### [Consigne 1]
D'après le texte sur les voyages du jeune Mozart, chez qui Léopold Mozart descendit-il à son arrivée à Paris ?
### [Consigne 2]
Reprenez le texte sur les voyages du jeune Mozart à la suite de sa dernière phrase.

### [Texte présenté]
◆ ◆ ◆ ◆ ◆
A l’automne précédent, le père de famille avait décidé de conduire dans les principales villes d’Europe ses deux bambins, qui avaient, dès l’âge le plus tendre, montré des dispositions surprenantes pour la musique. Il avait entrepris ces voyages dans le double but d’augmenter un peu sa modeste fortune et de développer le talent de ses enfants, en leur procurant les conseils des plus célèbres compositeurs. Il les conduisit d’abord à Munich, où ils charmèrent la cour de l’Électeur de Bavière, puis à Vienne, où le petit Woferl obtint beaucoup de succès. Chacun voulait entendre les jeunes virtuoses, les invitations se multipliaient, les grands seigneurs venaient tous frapper à la porte des voyageurs et se disputaient le plaisir de les recevoir. « On nous engage quatre, cinq, six et huit jours d’avance, écrit Léopold Mozart avec un plaisant amour-propre, afin de ne pas arriver trop tard. » La cour désira connaître ces enfants merveilleux. L’empereur François I er les reçut avec une bonté affectueuse, l’impératrice Marie-Thérèse prit le petit bonhomme sur ses genoux et le combla de caresses. Woferl se laisse-t-il tomber sur le parquet du palais, la jeune archiduchesse Marie-Antoinette vient à son secours et lui donne un bon baiser, douce réponse à cette naïve question de l’enfant : « Vous êtes bien bonne, vous, voulez-vous m’épouser ? » Au commencement de janvier 1763, Léopold Mozart ramena sa famille à Salzbourg, et employa l’hiver à fortifier le talent naissant de son fils par un travail assidu, puis il entreprit au mois de juin un long voyage hors d’Allemagne. Il s’arrêta d’abord à Wasserbourg, à Francfort, à Munich, où ses enfants retrouvèrent la vogue de l’an passé, puis à Augsbourg, à Mayence, à Bruxelles, où leur concert excita un vif enthousiasme, et il arriva enfin à Paris, où il descendit chez le comte d’Eyck ; il devait cette faveur aux recommandations de la famille de la comtesse d’Eyck, fille du comte d’Arco, grand chambellan de la cour de Salzbourg.
◆ ◆ ◆ ◆ ◆
### [Données]
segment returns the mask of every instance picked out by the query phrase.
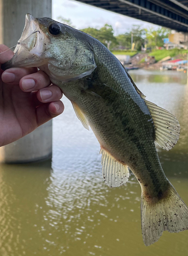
◆ ◆ ◆ ◆ ◆
### [Réponse 1]
Chez le comte d'Eyck.

### [Réponse 2]
Voici nos voyageurs installés dans ce Paris du siècle dernier, dans cette ville folle, où les plaisirs, fêtes, bals, soupers, concerts et spectacles étaient les seuls soucis des gens du bel air. Comment un pauvre maître de chapelle allemand, escorté de sa famille, pourra-t-il se faire la moindre place dans cette société élégante et débauchée ? Il a bien quelques lettres de recommandation... Dès le lendemain de son arrivée, il court chez madame de Villeroi, chez la comtesse de Lillebonne, mais un deuil de cour l’empêche d’être admis à Versailles. Il faut attendre. Il songe alors à une lettre que lui avait donnée un négociant de Francfort et va frapper à la porte de M. Grimm. Celui-ci accueillit avec empressement cette famille d’artistes compatriotes, et consacra aussitôt quelques lignes de sa correspondance à célébrer les mérites des petits musiciens.
1 er décembre 1763.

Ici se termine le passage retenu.